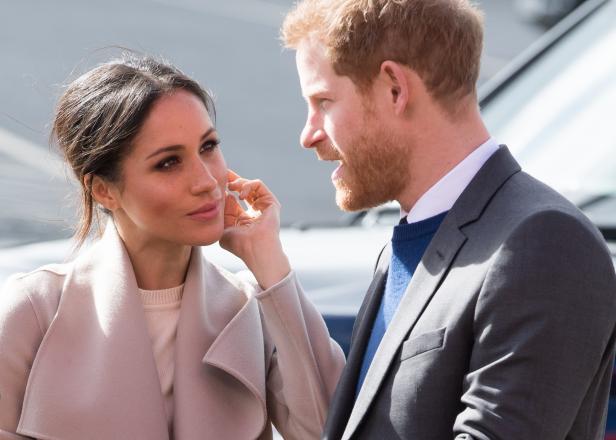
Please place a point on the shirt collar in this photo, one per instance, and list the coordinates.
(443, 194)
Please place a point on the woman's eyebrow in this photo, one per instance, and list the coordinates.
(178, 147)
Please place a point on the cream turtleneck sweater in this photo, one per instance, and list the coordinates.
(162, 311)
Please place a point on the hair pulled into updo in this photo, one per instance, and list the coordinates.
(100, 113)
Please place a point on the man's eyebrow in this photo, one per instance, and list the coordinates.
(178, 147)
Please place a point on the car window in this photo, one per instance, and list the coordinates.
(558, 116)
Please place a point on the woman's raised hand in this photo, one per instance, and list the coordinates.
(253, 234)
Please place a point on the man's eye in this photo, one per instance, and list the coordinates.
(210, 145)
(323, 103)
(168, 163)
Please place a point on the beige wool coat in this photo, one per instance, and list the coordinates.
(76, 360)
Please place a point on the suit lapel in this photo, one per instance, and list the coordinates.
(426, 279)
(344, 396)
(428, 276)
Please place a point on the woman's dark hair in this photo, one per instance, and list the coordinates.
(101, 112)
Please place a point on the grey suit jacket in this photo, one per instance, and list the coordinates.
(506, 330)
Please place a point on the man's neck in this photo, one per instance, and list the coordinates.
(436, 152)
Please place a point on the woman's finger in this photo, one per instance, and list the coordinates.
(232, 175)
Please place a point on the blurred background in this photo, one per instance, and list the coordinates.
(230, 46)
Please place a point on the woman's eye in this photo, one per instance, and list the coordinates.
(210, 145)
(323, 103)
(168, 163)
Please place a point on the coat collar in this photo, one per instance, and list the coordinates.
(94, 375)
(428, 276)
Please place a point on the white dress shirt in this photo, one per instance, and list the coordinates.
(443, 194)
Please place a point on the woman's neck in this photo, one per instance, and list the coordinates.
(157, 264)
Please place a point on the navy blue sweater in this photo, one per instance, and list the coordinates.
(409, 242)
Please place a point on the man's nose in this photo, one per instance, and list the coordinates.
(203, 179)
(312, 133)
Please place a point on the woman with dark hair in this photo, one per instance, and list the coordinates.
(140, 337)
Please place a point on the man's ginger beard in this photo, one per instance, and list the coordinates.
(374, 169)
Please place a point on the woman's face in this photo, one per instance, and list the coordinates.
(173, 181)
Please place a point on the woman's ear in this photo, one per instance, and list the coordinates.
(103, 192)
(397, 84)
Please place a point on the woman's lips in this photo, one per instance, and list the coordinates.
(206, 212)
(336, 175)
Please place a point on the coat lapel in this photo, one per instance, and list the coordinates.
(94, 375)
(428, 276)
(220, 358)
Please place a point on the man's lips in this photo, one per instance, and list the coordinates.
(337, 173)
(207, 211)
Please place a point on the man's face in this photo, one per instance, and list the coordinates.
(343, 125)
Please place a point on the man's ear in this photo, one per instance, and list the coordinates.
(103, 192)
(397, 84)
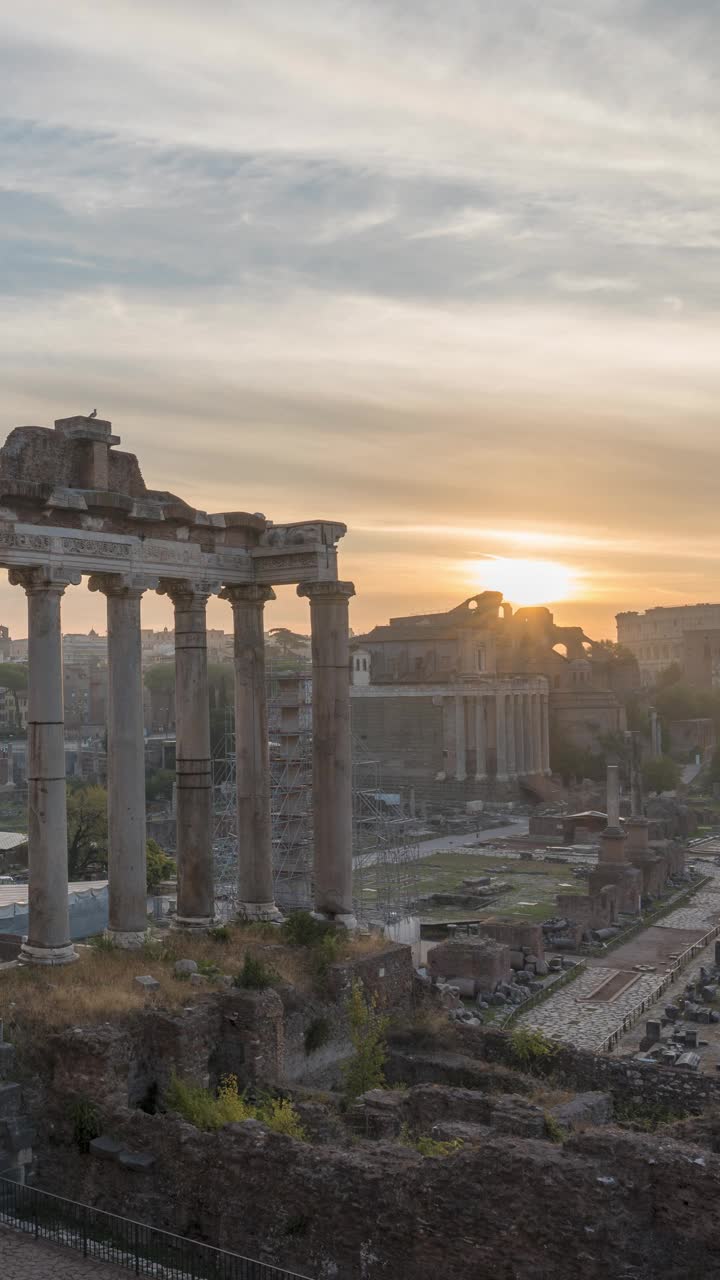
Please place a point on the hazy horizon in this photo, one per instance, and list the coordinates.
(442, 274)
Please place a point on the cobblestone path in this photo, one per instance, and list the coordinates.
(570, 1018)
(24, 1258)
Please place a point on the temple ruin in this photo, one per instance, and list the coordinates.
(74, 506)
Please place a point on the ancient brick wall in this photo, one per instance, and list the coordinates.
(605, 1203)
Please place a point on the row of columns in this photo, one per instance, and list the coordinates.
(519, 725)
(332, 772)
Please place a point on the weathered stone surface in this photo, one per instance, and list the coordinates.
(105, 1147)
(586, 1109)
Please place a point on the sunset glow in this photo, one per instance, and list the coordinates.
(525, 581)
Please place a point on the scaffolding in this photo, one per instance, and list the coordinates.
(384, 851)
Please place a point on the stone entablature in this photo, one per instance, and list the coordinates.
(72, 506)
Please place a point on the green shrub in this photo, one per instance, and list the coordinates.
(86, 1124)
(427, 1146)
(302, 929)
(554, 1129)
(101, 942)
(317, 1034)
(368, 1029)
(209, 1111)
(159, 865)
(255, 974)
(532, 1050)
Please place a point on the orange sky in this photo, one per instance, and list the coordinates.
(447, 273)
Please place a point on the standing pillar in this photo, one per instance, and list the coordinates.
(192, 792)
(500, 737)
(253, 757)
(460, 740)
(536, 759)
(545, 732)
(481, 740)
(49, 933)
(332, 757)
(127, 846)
:::::
__Exercise description__
Restate the data above word for word. Skip every picture.

__Exercise output__
Please place a point on the shirt collar in this photo, one per instance, and list the coordinates.
(443, 194)
Please place a point on the woman's eyebrow in this photo, one per instance, and list the coordinates.
(178, 147)
Please place a point on the cream turtleneck sweater in this photo, one per instance, and list the coordinates.
(162, 311)
Please place a point on the hair pulled into updo in this photo, one per instance, and list the coordinates.
(100, 113)
Please place a point on the man's eyebrow in this photo, one per instance, and list the coordinates.
(178, 147)
Please place a point on the car window in this photo, one per instance, and list the coordinates.
(558, 116)
Please place a point on the woman's raised hand in this photo, one per instance, and list the coordinates.
(253, 234)
Please place a point on the man's eye in this photo, one per instance, and list the coordinates.
(210, 145)
(323, 103)
(168, 163)
Please place a point on the beige wool coat in this photo, one per instance, and list the coordinates.
(76, 360)
Please place a point on the suit lapel in this photo, one per instance, and list the coordinates.
(426, 279)
(344, 396)
(428, 276)
Please place a point on the woman's dark hair in this photo, one per instance, and list the coordinates.
(101, 112)
Please place a point on the grey suit jacket in this photo, one per instance, and list the coordinates.
(506, 330)
Please place a point on the man's neck in this photo, one per instance, and list the coordinates.
(436, 152)
Please place a point on the woman's finger in this photo, one per instance, and list the coordinates.
(232, 175)
Please place a point on the blurred background in this photo, one per instance, and list the coordinates.
(230, 46)
Please place a point on the woman's eye in this photo, one per instance, and list the coordinates.
(210, 145)
(323, 103)
(168, 163)
Please place a point on the coat collar in this photo, one per instance, and list the coordinates.
(94, 375)
(428, 276)
Please place a point on the white dress shirt in this photo, one per instance, and list the coordinates.
(443, 194)
Please place a point on the woman's neck in this photo, one per instance, and list the coordinates.
(157, 264)
Please place a point on the navy blue sweater in this photo, one per instance, and list the coordinates.
(409, 242)
Please place a point on the man's nose in this photo, one per instance, and list the coordinates.
(203, 179)
(312, 133)
Please place a point on the woman with dark hair in this photo, one per instance, and list the coordinates.
(140, 337)
Please place a point on the man's ginger beard in this photo, one per instance, and list the coordinates.
(374, 169)
Please place a point on the woman's face in this photo, one per instance, and list the coordinates.
(173, 181)
Please place a point on the woman's ear in this photo, one per instance, and list the coordinates.
(103, 192)
(397, 84)
Please place a point on the woman's lips in this photo, one per instance, and list the coordinates.
(206, 212)
(336, 175)
Please place a point on the coat lapel in this photo, one per instance, and list the coordinates.
(94, 375)
(428, 276)
(220, 358)
Please place a point on the man's lips in this photo, one per instance, and list the coordinates.
(337, 173)
(207, 211)
Please place a point on the man's face in this photo, one per instance, and list the coordinates.
(343, 125)
Please place a point on the man's ear in this photo, one per instance, and list the coordinates.
(103, 192)
(397, 84)
Please place a point on the hazy horizon in this photo, one per instance, and list the coordinates.
(442, 274)
Please place a point on the cobblestone path in this photo, one per instance, and list the coordinates.
(570, 1018)
(24, 1258)
Please place a point on the temple ruin in this photo, one per instance, and list the coordinates.
(74, 506)
Please place a point on the ancient brick wall in this photo, one per instance, and list the coordinates.
(605, 1203)
Please place a point on the row of columns in this photo, one per instance, and list the coordinates.
(519, 725)
(332, 772)
Please place a point on the weathered stone surface in this photo, one per instance, and list the coordinates.
(105, 1147)
(586, 1109)
Please place a point on the sunset glow in this photo, one per instance, and list the coordinates.
(525, 581)
Please place a point on the scaffolding in this photo, one per instance, and list the coordinates.
(384, 851)
Please place a point on the stone entablature in this photo, one per instance, and list the coordinates.
(72, 506)
Please place a point on the green shrub in this photo, one per instance, and list the coordinates.
(86, 1124)
(427, 1146)
(302, 929)
(554, 1129)
(101, 942)
(317, 1034)
(368, 1029)
(209, 1111)
(159, 865)
(255, 974)
(532, 1050)
Please place a point on the orange sky in this photo, one per instance, and list the coordinates.
(447, 273)
Please place a point on the standing pillar in this photo, one per instance, and list the coordinates.
(192, 792)
(500, 737)
(253, 757)
(460, 740)
(536, 759)
(545, 732)
(481, 740)
(49, 933)
(332, 757)
(127, 846)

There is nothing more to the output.